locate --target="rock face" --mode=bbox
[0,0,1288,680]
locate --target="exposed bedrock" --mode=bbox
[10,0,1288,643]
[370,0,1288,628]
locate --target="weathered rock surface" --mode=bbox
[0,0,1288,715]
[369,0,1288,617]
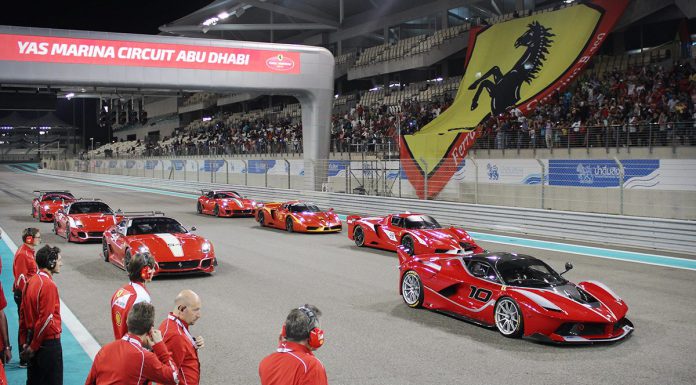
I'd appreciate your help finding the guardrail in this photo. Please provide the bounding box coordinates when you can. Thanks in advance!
[39,170,696,253]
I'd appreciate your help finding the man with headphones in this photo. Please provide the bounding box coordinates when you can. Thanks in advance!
[19,245,63,385]
[259,304,328,385]
[160,290,205,385]
[12,227,41,368]
[111,252,155,340]
[85,302,181,385]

━━━━

▶ _Stated goal_: Turn every line of the listing above into a Markdown table with the columns Row and Line, numbering the rows and skipping blank lines. Leave the pictures out of the table.

▶ _Answer to this task_:
| Row | Line |
|---|---|
| 1 | locate --target="rock face" --mode=bbox |
| 2 | [0,0,1288,680] |
| 3 | locate --target="exposed bedrock" --mode=bbox |
| 4 | [10,0,1288,643] |
| 5 | [370,0,1288,628] |
| 6 | locate --target="weathered rock surface" --mode=bbox |
| 7 | [0,0,1288,715] |
| 8 | [369,0,1288,617] |
| 9 | I'd appreciate your help finding the guardrail in this photo. Please provide the bounding box coordinates when you can. Thanks in advance! |
| 10 | [39,170,696,253] |
| 11 | I'd appreciate your help finding the man with headphones in this photo. Please provide the bounding box coordinates when you can. Thanks in advance! |
| 12 | [19,245,63,385] |
| 13 | [259,304,328,385] |
| 14 | [160,290,205,385] |
| 15 | [12,227,41,368] |
| 16 | [111,252,155,340] |
| 17 | [85,302,181,385] |